_SOURCE PASSAGE_
To utilize their parallel resources, GPUs execute many threads concurrently. There are two concepts helpful to understanding how thread count relates to GPU performance in some example embodiments:

    • GPUs execute functions using a multi-level hierarchy of threads. A given function's threads are grouped into equally-sized thread blocks, and a set of thread blocks are launched to execute the function.
    • GPUs hide dependent instruction latency by switching to the execution of other threads. Thus, the number of threads used to effectively utilize a GPU is generally much higher than the number of cores or instruction pipelines.

Hierarchical Memory Addressing

A GPU cluster comprising two or more GPUs may be coupled directly together via a local interconnect, or via the memory bridge 105, as shown in FIG. 16. A GPU cluster comprising a plurality of GPUs may also be coupled together using a commodity networking interface, such as the well-known Infiniband interface. In one embodiment, each GPU incorporates an Infiniband interface, for example as part of the I/O unit 205. In alternate embodiments, the memory bridge 105 incorporates an Infiniband interface, enabling GPUs coupled to one instance of the memory bridge 105 to communicate with GPUs coupled to another instance of the memory bridge 105.

_REQUIRED ACTION 1_
From the GPU passage, transcribe the part that opens with the words containing "A GPU cluster comprising two" and closes with "memory bridge 105.".
_REQUIRED ACTION 2_
Answer these questions from the GPU passage:
(a) Into what are a given function's threads grouped?
(b) How do GPUs hide dependent instruction latency?
(c) In one embodiment, where might each GPU's Infiniband interface be incorporated?

_SUPPLIED INFORMATION_

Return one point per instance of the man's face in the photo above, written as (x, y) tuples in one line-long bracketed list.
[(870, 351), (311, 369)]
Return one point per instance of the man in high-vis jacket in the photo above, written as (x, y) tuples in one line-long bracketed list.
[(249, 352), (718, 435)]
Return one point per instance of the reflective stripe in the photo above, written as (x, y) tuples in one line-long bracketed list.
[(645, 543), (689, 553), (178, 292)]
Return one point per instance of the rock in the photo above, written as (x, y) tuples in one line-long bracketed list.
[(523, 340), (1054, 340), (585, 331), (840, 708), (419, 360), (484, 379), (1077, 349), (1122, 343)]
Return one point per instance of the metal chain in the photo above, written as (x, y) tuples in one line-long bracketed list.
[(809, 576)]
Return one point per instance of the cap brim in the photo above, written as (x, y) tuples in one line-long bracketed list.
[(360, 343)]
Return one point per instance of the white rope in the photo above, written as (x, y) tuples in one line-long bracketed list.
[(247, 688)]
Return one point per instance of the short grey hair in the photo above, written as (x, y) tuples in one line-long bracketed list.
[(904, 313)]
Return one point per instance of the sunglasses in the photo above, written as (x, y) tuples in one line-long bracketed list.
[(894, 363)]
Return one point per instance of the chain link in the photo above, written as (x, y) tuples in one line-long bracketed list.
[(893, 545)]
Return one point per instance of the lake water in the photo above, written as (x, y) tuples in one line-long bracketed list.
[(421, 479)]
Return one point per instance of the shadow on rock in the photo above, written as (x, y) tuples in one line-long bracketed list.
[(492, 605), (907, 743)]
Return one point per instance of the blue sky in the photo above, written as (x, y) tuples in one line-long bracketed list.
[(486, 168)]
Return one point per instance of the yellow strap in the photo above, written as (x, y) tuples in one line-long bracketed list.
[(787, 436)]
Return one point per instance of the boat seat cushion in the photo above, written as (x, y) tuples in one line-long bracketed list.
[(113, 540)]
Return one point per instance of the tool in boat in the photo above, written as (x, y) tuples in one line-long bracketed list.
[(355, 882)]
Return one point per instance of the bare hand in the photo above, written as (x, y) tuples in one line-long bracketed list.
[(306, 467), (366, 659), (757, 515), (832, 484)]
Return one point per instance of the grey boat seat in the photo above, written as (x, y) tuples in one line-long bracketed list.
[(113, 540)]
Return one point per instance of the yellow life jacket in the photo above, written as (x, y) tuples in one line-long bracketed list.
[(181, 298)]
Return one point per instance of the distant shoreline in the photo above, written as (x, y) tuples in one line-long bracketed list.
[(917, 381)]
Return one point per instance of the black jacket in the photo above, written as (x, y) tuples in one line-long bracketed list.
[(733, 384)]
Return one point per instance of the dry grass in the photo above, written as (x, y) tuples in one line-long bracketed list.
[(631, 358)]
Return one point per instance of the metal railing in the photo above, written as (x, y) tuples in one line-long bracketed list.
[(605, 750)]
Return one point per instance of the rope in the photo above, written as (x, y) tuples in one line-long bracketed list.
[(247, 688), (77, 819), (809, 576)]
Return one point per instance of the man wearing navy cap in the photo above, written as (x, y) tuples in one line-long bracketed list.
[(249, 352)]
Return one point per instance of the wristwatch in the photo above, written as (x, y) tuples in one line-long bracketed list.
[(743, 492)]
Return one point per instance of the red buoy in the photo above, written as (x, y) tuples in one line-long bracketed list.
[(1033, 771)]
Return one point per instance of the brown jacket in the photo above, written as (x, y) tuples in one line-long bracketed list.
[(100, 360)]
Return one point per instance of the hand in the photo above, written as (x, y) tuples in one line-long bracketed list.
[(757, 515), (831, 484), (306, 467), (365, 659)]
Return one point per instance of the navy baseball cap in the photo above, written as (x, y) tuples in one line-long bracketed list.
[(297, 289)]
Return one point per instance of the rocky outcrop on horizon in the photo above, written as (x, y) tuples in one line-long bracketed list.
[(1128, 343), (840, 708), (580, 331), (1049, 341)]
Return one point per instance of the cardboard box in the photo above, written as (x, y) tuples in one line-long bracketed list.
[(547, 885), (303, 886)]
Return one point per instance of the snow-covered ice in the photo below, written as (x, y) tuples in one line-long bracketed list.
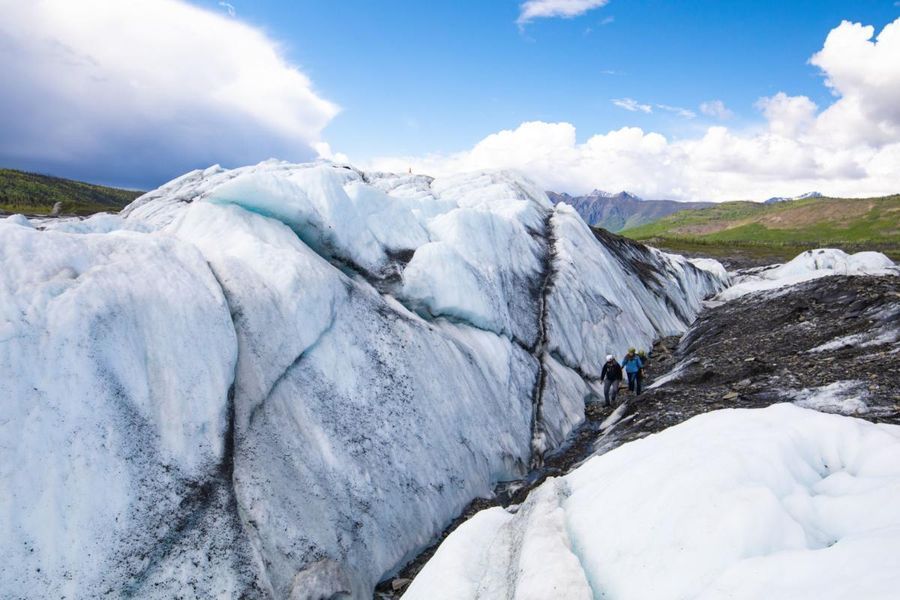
[(809, 265), (841, 397), (779, 503), (287, 376)]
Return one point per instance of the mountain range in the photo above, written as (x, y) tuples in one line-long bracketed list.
[(616, 212)]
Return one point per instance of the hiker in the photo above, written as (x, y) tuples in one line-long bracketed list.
[(644, 362), (611, 376), (633, 365)]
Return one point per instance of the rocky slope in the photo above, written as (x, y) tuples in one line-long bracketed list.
[(285, 380), (615, 212), (775, 481)]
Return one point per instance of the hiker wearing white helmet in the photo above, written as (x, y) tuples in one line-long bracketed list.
[(611, 376)]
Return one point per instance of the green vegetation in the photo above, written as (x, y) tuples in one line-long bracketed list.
[(34, 194), (780, 230)]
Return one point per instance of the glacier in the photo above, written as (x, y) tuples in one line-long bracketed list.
[(284, 380), (810, 512), (812, 264)]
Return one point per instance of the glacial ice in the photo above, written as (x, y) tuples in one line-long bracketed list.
[(810, 512), (263, 380), (810, 265)]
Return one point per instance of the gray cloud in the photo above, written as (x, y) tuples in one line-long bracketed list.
[(134, 94)]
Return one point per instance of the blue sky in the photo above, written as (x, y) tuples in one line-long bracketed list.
[(619, 96), (413, 77)]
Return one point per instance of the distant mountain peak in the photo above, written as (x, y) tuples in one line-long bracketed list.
[(776, 199), (623, 195)]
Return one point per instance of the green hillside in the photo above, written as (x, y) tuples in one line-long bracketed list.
[(34, 194), (852, 224)]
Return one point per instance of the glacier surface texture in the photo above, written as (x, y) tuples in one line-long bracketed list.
[(284, 380)]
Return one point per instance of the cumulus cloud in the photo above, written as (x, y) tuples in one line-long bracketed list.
[(678, 110), (136, 92), (632, 105), (850, 148), (716, 109), (542, 9)]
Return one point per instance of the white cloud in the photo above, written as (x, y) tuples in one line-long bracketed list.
[(716, 109), (788, 115), (865, 75), (681, 112), (632, 105), (229, 8), (851, 148), (108, 90), (542, 9)]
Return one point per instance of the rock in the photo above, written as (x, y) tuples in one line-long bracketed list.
[(400, 584)]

_EXERCISE OUTPUT 1_
A GPU cluster comprising two or more GPUs may be coupled directly together via a local interconnect, or via the memory bridge 105, as shown in FIG. 16. A GPU cluster comprising a plurality of GPUs may also be coupled together using a commodity networking interface, such as the well-known Infiniband interface. In one embodiment, each GPU incorporates an Infiniband interface, for example as part of the I/O unit 205. In alternate embodiments, the memory bridge 105 incorporates an Infiniband interface, enabling GPUs coupled to one instance of the memory bridge 105 to communicate with GPUs coupled to another instance of the memory bridge 105.

_EXERCISE OUTPUT 2_
(a) Into equally-sized thread blocks.
(b) By switching to the execution of other threads.
(c) As part of the I/O unit 205.